:: Problem ::
Rewrite the listing below with every "Provide" changed to "Give", leaving everything else as it is.

:: Source records ::
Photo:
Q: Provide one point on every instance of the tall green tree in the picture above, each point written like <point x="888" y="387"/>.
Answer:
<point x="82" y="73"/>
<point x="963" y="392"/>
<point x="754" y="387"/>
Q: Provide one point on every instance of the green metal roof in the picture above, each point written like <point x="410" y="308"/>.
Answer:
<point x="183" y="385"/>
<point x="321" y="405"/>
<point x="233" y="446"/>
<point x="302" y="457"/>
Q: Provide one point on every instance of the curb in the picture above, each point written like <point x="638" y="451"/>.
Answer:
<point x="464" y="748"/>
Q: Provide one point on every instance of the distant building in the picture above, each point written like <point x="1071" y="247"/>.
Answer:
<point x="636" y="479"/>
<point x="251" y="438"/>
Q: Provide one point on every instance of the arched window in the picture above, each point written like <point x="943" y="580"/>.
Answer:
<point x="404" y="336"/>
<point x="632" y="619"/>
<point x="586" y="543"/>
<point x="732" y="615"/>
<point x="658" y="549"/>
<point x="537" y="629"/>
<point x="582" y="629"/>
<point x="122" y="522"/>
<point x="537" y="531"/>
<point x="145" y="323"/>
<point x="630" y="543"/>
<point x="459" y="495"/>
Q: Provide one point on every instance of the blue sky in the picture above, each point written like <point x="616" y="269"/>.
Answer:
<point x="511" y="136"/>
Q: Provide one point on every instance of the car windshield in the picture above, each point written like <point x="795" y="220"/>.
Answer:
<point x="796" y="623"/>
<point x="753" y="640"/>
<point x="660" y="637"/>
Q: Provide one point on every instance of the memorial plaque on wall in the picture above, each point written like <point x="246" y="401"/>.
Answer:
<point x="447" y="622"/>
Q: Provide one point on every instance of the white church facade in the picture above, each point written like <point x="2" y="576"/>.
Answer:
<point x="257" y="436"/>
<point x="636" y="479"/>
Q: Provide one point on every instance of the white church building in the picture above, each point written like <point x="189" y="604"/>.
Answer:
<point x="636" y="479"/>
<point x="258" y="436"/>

:: The reply ::
Photo:
Q: Give one point on every instance of the tall green tree in the picture above, each point written like <point x="888" y="387"/>.
Answer:
<point x="82" y="73"/>
<point x="963" y="392"/>
<point x="754" y="387"/>
Q: Give one point on every instance of the green metal roof in the picture above, each point written like <point x="410" y="308"/>.
Answer:
<point x="183" y="385"/>
<point x="321" y="405"/>
<point x="233" y="446"/>
<point x="302" y="457"/>
Q: Give one point on every instance of the curb in the picture above, each point written like <point x="638" y="451"/>.
Answer:
<point x="464" y="748"/>
Q: Give one point on every instance of the distant building in the picture above, each point written like <point x="1071" y="247"/>.
Answer:
<point x="636" y="479"/>
<point x="251" y="438"/>
Q: Give one point on every instance of the arched window in the picture above, each point written like <point x="943" y="580"/>.
Answer:
<point x="404" y="336"/>
<point x="632" y="619"/>
<point x="586" y="543"/>
<point x="732" y="615"/>
<point x="658" y="549"/>
<point x="537" y="629"/>
<point x="582" y="629"/>
<point x="122" y="522"/>
<point x="537" y="531"/>
<point x="145" y="323"/>
<point x="630" y="543"/>
<point x="459" y="495"/>
Q: Give one point on every instance of the blue sky in the picture above, each point written like <point x="616" y="269"/>.
Answer:
<point x="511" y="136"/>
Q: Give one point on every instance of the car windshield in the picture above, each point written like <point x="795" y="220"/>.
Answer:
<point x="796" y="623"/>
<point x="753" y="640"/>
<point x="660" y="637"/>
Q: Give one point on every instance of the memorial plaque on wall in the picture above, each point written like <point x="246" y="401"/>.
Answer:
<point x="447" y="622"/>
Q: Give one point on every instance of the white church facade in the picture above, each point written like <point x="2" y="576"/>.
Answer:
<point x="257" y="436"/>
<point x="636" y="479"/>
Q: Give one point on every instance of the white church building in the picture above, each point written like <point x="189" y="604"/>.
Answer:
<point x="636" y="479"/>
<point x="258" y="436"/>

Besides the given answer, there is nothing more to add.